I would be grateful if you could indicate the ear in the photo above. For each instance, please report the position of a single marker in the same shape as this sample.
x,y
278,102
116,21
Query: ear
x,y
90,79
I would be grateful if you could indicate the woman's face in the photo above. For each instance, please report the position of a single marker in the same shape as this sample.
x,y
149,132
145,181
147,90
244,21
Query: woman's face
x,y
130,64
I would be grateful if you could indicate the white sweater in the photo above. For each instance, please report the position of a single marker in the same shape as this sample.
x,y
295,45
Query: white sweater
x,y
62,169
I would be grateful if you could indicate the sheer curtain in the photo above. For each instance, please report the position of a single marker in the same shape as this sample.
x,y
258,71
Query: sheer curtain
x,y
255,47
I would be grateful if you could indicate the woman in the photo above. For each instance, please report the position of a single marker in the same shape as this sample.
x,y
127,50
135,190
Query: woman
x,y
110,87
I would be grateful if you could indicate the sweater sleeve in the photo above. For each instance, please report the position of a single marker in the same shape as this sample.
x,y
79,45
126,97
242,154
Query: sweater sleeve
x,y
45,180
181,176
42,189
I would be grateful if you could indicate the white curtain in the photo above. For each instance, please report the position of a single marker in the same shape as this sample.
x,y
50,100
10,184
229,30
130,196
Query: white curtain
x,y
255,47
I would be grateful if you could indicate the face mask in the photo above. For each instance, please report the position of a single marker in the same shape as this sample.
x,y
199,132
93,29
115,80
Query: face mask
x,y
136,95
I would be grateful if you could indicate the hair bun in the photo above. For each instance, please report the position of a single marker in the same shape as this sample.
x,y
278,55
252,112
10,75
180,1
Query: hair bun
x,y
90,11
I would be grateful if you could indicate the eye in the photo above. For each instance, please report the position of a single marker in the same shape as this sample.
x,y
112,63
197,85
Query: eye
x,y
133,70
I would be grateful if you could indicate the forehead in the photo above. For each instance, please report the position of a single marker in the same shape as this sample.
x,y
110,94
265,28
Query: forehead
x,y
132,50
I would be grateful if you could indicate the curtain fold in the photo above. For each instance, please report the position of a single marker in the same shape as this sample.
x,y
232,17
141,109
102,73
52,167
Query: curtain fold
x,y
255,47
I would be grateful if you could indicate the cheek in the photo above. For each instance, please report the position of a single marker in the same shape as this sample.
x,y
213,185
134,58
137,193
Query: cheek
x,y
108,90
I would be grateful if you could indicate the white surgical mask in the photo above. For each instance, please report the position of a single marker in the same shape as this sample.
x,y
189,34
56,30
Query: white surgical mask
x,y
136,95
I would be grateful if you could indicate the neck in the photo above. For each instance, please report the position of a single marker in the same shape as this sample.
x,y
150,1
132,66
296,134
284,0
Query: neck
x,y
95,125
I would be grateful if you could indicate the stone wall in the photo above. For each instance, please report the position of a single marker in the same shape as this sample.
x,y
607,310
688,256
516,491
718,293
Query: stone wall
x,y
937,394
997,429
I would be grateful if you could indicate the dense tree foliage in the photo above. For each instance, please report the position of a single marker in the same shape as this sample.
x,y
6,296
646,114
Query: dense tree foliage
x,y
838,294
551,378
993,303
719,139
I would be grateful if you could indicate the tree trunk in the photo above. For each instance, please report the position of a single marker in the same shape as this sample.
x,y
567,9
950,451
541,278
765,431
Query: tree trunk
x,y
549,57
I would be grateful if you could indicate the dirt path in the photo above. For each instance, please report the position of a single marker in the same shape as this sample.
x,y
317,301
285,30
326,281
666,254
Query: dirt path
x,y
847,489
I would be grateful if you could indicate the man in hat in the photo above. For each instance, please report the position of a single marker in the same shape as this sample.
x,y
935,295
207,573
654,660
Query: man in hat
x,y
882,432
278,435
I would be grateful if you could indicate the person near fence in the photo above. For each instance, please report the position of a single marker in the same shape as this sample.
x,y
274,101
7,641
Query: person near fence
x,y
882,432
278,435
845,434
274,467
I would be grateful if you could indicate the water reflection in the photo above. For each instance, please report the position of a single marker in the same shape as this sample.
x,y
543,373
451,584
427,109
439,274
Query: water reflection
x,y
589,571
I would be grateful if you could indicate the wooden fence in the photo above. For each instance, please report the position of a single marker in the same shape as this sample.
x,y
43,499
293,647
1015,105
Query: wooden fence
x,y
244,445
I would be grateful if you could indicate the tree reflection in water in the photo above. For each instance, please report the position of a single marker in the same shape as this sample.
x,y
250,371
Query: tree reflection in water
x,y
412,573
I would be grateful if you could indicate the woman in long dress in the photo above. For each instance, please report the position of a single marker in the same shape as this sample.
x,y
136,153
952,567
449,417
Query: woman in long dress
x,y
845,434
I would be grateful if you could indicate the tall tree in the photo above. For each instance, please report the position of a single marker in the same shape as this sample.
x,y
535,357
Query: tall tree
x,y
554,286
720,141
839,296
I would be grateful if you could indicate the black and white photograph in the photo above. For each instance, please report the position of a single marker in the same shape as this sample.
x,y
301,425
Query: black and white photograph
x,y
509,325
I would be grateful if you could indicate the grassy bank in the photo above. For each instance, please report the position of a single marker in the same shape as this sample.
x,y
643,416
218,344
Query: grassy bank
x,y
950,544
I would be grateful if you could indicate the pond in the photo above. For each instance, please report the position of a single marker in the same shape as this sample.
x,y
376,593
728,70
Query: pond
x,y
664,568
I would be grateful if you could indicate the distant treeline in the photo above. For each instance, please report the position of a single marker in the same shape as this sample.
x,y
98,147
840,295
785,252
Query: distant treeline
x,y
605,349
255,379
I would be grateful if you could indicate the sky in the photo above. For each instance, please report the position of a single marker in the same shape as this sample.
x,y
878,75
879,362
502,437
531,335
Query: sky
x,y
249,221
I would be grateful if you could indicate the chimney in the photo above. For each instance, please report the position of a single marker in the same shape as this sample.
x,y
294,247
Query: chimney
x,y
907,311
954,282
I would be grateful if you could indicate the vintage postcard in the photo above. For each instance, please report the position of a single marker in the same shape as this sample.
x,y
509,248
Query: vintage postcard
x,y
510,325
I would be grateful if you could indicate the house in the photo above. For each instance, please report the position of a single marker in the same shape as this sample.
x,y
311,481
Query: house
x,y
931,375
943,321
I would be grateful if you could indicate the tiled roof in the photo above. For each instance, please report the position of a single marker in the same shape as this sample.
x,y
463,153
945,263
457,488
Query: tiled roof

---

Aim of the task:
Repeat all of the listing above exactly, leaving nothing out.

Response box:
I would be grateful if you could indicate the ear in the photo above. For each instance, please report the position of a single marker in the same shape as this sample.
x,y
278,102
116,21
Query: ear
x,y
90,79
I would be grateful if you could indicate the woman's face in the photo above. For each instance, please report the position of a single marker in the same shape as this sample.
x,y
149,132
145,181
147,90
244,21
Query: woman's face
x,y
130,64
I would be grateful if you could indicate the white sweater in the photo above. For each instance, please report the position of a single marker in the same shape as this sample.
x,y
295,45
Query: white sweater
x,y
62,169
I would be grateful if you could indicate the sheer curtain in the photo above. For each instance, please report the position of a single marker in the same shape as this sample.
x,y
258,71
Query: sheer curtain
x,y
255,47
I would be grateful if you could indicate the woman in the photo above. For each instance, please report the position of a single marker in the same shape as this sample.
x,y
127,50
135,190
Query: woman
x,y
110,87
I would be grateful if you could indicate the sweater sleeve in the photo above. For each instance, please report the position of a single marker in the same shape as this sample.
x,y
79,45
126,97
242,154
Query: sweater sleeve
x,y
45,180
181,176
42,189
I would be grateful if you could indicate the white curtain in the photo above. For each instance, please report the position of a single marker in the same shape as this sample.
x,y
50,100
10,184
229,30
130,196
Query: white curtain
x,y
255,47
I would be grateful if you could indicate the face mask in the photo above. For each instance, please report the position of a single marker in the same shape as this sample.
x,y
199,132
93,29
115,80
Query: face mask
x,y
136,95
I would be grateful if you could indicate the hair bun in the photo above. For each instance, please report the position of a single marker in the same shape as this sample.
x,y
278,55
252,112
10,75
180,1
Query: hair bun
x,y
90,11
I would be grateful if you could indicate the eye in the photo above. For each instance, please report the position of a single marker in the same shape as this sample.
x,y
112,63
197,85
Query: eye
x,y
133,70
I would be grateful if you could indicate the forehead in the photo above. For each instance, please report the position of a single marker in the same shape as this sample.
x,y
110,94
265,28
Query: forehead
x,y
132,50
I would be grateful if you could indicate the curtain fold in the photo above. For each instance, please report the position of a single marker in the same shape as this sample.
x,y
232,17
141,109
102,73
52,167
Query: curtain fold
x,y
255,47
I would be grateful if you could indicate the cheek in the photo above. For each instance, please report the position of a single marker in the same shape as this sample.
x,y
213,185
134,58
137,193
Query: cheek
x,y
108,90
I would be grateful if you could indicate the white surgical mask in the photo above. For each instance, please report the position of a single marker in the same shape as this sample.
x,y
189,34
56,30
Query: white surgical mask
x,y
136,95
I would be grateful if you could indicate the neck in the photo above. For each instance, please report the position of a single marker in the same shape as this sample.
x,y
150,1
132,66
296,134
284,0
Query: neck
x,y
95,125
I would be grateful if you could indicate the stone wall in the photo above. For each instance, please report the position of a single marker in the same shape as this sample.
x,y
607,310
688,256
516,491
718,293
Query: stone wall
x,y
937,394
997,429
I would be grateful if you could indicate the dense tree foliage in the photo above. For each instance, please report the position of a single marker in the same shape as this sample.
x,y
6,296
646,114
Query: dense tree foliage
x,y
838,294
551,378
993,303
719,139
I would be grateful if you could indicate the tree trunk in the photo above. For each instance, please report the position of a single marker in the same shape as this sample.
x,y
567,9
950,451
541,278
765,431
Query: tree trunk
x,y
549,57
I would be grateful if you could indicate the dirt path in the photo above. For each instance, please report the position of a single marker in the same shape as this sample.
x,y
317,301
285,30
326,281
666,254
Query: dirt path
x,y
847,489
I would be grateful if you could indicate the man in hat in the photo above. For each instance, please report the position of a single marker in the same shape as this sample.
x,y
935,295
207,573
654,660
Query: man in hat
x,y
882,432
278,435
I would be grateful if you could indicate the person near fence in the photo above. For each instance, please report the position of a single marker in the same shape as this sample.
x,y
274,101
7,641
Query: person near fence
x,y
882,432
278,435
845,434
274,467
I would be grateful if you could indicate the water reflection in the photo above. For each instance, please report the position of a single marker in the same shape as this sample.
x,y
543,373
451,584
427,109
439,274
Query: water reflection
x,y
589,571
I would be grateful if you could indicate the wooden fence in the photo above. For each instance, please report the position of a single marker in the same shape as this sample.
x,y
43,499
293,647
1015,105
Query: wooden fence
x,y
244,445
I would be grateful if you could indicate the tree reflection in water in the photo above. For each instance, please report the position of a single marker in the same shape as this sample.
x,y
250,371
Query: tree reflection in water
x,y
412,573
I would be grateful if you could indicate the woman in long dress in the photo above. For each instance, please report the position of a single marker in the same shape as this sample.
x,y
136,153
952,567
449,417
Query: woman in long dress
x,y
845,434
I would be grateful if you could indicate the tall tree in the photo above. For each instance, please report the position of a single marker in the same shape as this sample.
x,y
535,357
Query: tall tree
x,y
554,286
720,141
839,296
I would be grateful if you could indicate the black and white photograph in the photo above. For each instance, please report the position of a single marker in the same shape as this sample.
x,y
301,425
Query: black and white photograph
x,y
509,325
I would be grateful if you could indicate the grassy bank in the photo above. For each instance, please report the position of a single marker in the same shape as this sample.
x,y
643,416
218,344
Query: grassy bank
x,y
950,544
I would be grateful if you could indicate the pond in the photo above. For each instance, please report the position of a single marker in the same shape as this sample.
x,y
376,593
728,70
Query: pond
x,y
664,568
I would be grateful if you could indicate the distant treeline in the photo above. For each instance, please report the position of a single marker in the same shape as this sample.
x,y
98,147
840,295
785,252
Query: distant treeline
x,y
605,349
255,379
I would be grateful if you could indicate the sky in the photo above. For each instance, please report the position of a single marker in the same shape as this sample.
x,y
878,75
879,362
502,437
531,335
Query: sky
x,y
249,221
I would be grateful if you could indicate the chimney in the photo above. For each instance, please report the position of a single marker in the same shape as this sample.
x,y
294,247
Query: chimney
x,y
907,311
954,282
I would be grateful if you could indicate the vintage postcard in the photo above. For each instance, please report the position of a single marker in the same shape as this sample.
x,y
509,248
Query: vintage postcard
x,y
510,325
I would be grateful if you could indicate the house in the photo above. For each instance, please report the position of a single marker in the same shape as this sample.
x,y
311,481
Query: house
x,y
931,375
943,321
I would be grateful if you could indicate the tiled roof in the photo above. For each instance, please report the position of a single marker in the same shape as this sample.
x,y
463,153
945,263
457,488
Query: tiled roof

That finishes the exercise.